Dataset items

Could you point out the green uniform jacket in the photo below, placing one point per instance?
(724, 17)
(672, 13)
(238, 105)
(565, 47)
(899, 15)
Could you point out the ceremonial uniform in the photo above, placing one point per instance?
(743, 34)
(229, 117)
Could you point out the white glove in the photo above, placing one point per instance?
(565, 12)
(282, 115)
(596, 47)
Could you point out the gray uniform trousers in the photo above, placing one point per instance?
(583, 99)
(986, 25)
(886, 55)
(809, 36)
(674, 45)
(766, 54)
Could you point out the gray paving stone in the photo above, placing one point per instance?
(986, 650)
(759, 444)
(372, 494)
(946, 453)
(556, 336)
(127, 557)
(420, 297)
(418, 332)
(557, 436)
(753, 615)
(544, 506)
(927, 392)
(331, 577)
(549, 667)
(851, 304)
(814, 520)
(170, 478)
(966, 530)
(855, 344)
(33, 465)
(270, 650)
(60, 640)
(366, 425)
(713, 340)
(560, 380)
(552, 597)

*Brief*. Rewrite the material above as a numbered list, leaving out any blank lines.

*Final result*.
1. Could you point out the green uniform jacket in the photo below, placing one point per instance?
2. (724, 17)
3. (672, 13)
4. (238, 105)
5. (565, 47)
6. (899, 15)
7. Could you point out the ceremonial uniform in the photo above, placing one point per instance?
8. (743, 34)
9. (229, 117)
10. Could you point out the white glove in the photo above, placing one point per instance?
11. (565, 12)
12. (282, 115)
13. (596, 47)
14. Could you point out the gray uniform trousers in the photo above, placing one point per instance?
15. (583, 99)
16. (986, 25)
17. (886, 55)
18. (809, 36)
19. (674, 45)
20. (766, 54)
21. Could you point out the gray paving stone in the photo above, placing one point per instance?
22. (986, 650)
23. (759, 444)
24. (372, 494)
25. (946, 453)
26. (556, 336)
27. (127, 557)
28. (420, 297)
29. (418, 332)
30. (557, 436)
31. (753, 615)
32. (544, 506)
33. (927, 392)
34. (331, 577)
35. (549, 667)
36. (851, 304)
37. (814, 520)
38. (170, 478)
39. (966, 530)
40. (855, 344)
41. (33, 465)
42. (270, 650)
43. (60, 640)
44. (366, 425)
45. (713, 340)
46. (560, 380)
47. (552, 597)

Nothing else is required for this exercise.